Prompt => Format every line of the rows below as a JSON list of strings, one string per line, leaving out blank lines.

Data records =>

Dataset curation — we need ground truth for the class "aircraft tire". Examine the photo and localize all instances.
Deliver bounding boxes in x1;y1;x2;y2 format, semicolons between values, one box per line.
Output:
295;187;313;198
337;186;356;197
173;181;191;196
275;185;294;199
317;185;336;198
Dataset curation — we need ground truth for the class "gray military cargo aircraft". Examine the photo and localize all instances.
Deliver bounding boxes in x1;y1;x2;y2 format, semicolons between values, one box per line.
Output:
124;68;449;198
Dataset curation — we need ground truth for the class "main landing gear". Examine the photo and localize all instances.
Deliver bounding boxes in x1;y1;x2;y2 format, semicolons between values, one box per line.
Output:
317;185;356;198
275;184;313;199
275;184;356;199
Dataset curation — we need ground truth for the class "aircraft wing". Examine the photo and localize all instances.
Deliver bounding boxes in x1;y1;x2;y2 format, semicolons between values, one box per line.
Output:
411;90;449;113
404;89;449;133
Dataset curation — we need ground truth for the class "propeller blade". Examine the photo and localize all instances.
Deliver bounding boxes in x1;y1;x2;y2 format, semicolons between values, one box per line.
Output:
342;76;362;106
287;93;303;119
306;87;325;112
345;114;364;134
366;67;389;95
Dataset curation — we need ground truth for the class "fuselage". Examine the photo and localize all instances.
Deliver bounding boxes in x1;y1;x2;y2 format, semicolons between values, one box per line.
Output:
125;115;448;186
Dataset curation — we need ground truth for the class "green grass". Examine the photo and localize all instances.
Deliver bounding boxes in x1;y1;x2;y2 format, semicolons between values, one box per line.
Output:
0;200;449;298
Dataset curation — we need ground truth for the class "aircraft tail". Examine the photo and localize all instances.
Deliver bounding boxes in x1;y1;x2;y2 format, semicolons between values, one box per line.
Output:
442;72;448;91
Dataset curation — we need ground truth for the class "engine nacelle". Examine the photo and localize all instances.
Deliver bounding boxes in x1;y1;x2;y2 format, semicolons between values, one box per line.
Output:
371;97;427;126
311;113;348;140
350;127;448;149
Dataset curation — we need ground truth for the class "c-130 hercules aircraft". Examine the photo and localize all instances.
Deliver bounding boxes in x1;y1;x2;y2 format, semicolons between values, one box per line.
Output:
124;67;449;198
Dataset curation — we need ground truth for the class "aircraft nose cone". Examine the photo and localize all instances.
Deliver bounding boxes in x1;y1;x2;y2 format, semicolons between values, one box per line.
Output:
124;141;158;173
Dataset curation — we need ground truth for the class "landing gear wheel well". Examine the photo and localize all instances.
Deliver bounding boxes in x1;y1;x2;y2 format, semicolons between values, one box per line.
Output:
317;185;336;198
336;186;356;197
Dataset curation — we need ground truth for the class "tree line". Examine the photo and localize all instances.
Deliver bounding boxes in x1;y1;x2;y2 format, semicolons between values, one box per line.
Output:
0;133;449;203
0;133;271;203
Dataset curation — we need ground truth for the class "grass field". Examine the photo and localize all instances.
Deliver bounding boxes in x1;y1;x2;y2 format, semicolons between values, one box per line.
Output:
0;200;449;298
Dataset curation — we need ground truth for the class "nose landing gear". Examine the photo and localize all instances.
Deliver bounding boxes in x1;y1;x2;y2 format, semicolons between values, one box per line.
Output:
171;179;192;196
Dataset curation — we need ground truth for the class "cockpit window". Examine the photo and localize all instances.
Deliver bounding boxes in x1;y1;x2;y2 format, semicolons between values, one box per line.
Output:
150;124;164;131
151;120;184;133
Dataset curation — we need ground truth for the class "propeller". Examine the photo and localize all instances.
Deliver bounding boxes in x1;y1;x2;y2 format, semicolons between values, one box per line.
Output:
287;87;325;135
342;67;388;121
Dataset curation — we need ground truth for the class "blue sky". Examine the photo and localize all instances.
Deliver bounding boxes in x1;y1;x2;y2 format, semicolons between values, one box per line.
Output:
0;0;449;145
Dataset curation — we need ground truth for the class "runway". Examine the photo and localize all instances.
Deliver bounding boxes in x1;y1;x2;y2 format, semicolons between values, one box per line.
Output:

Answer to this task =>
[
  "Dataset curation — we need ground truth for the class \"aircraft tire\". Examine the photo and localize all instances.",
  "Deliver bounding boxes in x1;y1;x2;y2 format, semicolons between values, one box per line.",
  "Output:",
  "295;187;313;198",
  "337;186;356;197",
  "173;181;191;196",
  "275;185;294;199",
  "317;185;336;198",
  "Dataset curation — we need ground truth for the class \"gray military cargo aircraft\". Examine the photo and localize all instances.",
  "Deliver bounding boxes in x1;y1;x2;y2 format, semicolons between values, one box per line.",
  "Output:",
  "124;68;449;198",
  "Dataset curation — we need ground truth for the class \"main landing gear\". Examine the photo and localize all instances.",
  "Deliver bounding boxes in x1;y1;x2;y2 format, semicolons between values, one box per line.",
  "Output:",
  "317;185;356;198",
  "275;184;313;199",
  "275;184;356;199",
  "Dataset curation — we need ground truth for the class \"aircraft wing\". Examine the photo and localize all instances.",
  "Deliver bounding boxes in x1;y1;x2;y2 format, semicolons between values, one box per line.",
  "Output:",
  "411;90;449;113",
  "404;89;449;133",
  "Dataset curation — we need ground truth for the class \"propeller blade\". Examine the photo and localize all instances.",
  "Deliver bounding boxes in x1;y1;x2;y2 format, semicolons between values, one box per line.",
  "Output:",
  "342;76;362;106",
  "287;93;303;119",
  "306;87;325;112",
  "345;114;364;134",
  "366;67;389;95",
  "Dataset curation — we need ground truth for the class \"fuselage\". Examine the photo and localize all instances.",
  "Deliver bounding boxes in x1;y1;x2;y2 format, semicolons between values, one box per line.",
  "Output:",
  "125;115;448;186",
  "Dataset curation — we need ground truth for the class \"green grass\". Examine the photo and localize all instances.",
  "Deliver bounding boxes in x1;y1;x2;y2 format, semicolons between values, one box per line.",
  "Output:",
  "0;200;449;298",
  "Dataset curation — we need ground truth for the class \"aircraft tail\". Examine the photo and localize all instances.",
  "Deliver bounding boxes in x1;y1;x2;y2 format, semicolons between values, one box per line.",
  "Output:",
  "442;72;448;91",
  "Dataset curation — we need ground truth for the class \"engine nacelle\". Examine the photo and localize all instances.",
  "Deliver bounding boxes in x1;y1;x2;y2 format, semicolons between values, one box per line.",
  "Output:",
  "371;97;427;126",
  "311;113;348;140",
  "350;127;448;149",
  "Dataset curation — we need ground truth for the class \"c-130 hercules aircraft\". Examine the photo and localize all instances.",
  "Deliver bounding boxes in x1;y1;x2;y2 format, semicolons between values, one box per line.",
  "Output:",
  "124;67;449;198",
  "Dataset curation — we need ground truth for the class \"aircraft nose cone\". Examine the photo and localize all instances.",
  "Deliver bounding boxes in x1;y1;x2;y2 format, semicolons between values, one box per line.",
  "Output:",
  "124;141;158;173",
  "Dataset curation — we need ground truth for the class \"landing gear wheel well\". Examine the photo and localize all instances.",
  "Deliver bounding boxes in x1;y1;x2;y2 format, semicolons between values, one box per line.",
  "Output:",
  "317;185;336;198",
  "336;186;356;197",
  "Dataset curation — we need ground truth for the class \"tree line\". Examine the photo and localize all instances.",
  "Deliver bounding boxes in x1;y1;x2;y2 format, semicolons between values, one box per line.",
  "Output:",
  "0;133;449;203",
  "0;133;271;203",
  "Dataset curation — we need ground truth for the class \"grass field\". Examine the photo and localize all instances.",
  "Deliver bounding boxes in x1;y1;x2;y2 format, semicolons between values, one box per line.",
  "Output:",
  "0;200;449;298",
  "Dataset curation — we need ground truth for the class \"nose landing gear\". Examine the photo and localize all instances.",
  "Deliver bounding boxes in x1;y1;x2;y2 format, semicolons between values, one box per line.",
  "Output:",
  "171;179;192;196",
  "Dataset curation — we need ground truth for the class \"cockpit window\". Examine the photo and localize all instances.",
  "Deliver bounding boxes in x1;y1;x2;y2 format, semicolons between values, one box per line.",
  "Output:",
  "150;124;164;131",
  "151;120;184;133",
  "Dataset curation — we need ground truth for the class \"propeller\". Examine the photo and localize all instances.",
  "Deliver bounding boxes in x1;y1;x2;y2 format, semicolons between values, one box per line.",
  "Output:",
  "287;87;325;135",
  "342;67;388;121",
  "Dataset curation — we need ground truth for the class \"blue sky\". Examine the photo and localize all instances.",
  "Deliver bounding boxes in x1;y1;x2;y2 format, semicolons between values, one box per line.",
  "Output:",
  "0;0;449;145",
  "Dataset curation — we need ground truth for the class \"runway\". Examine the photo and localize all instances.",
  "Deliver bounding boxes in x1;y1;x2;y2 format, semicolons between values, one box per line.",
  "Output:"
]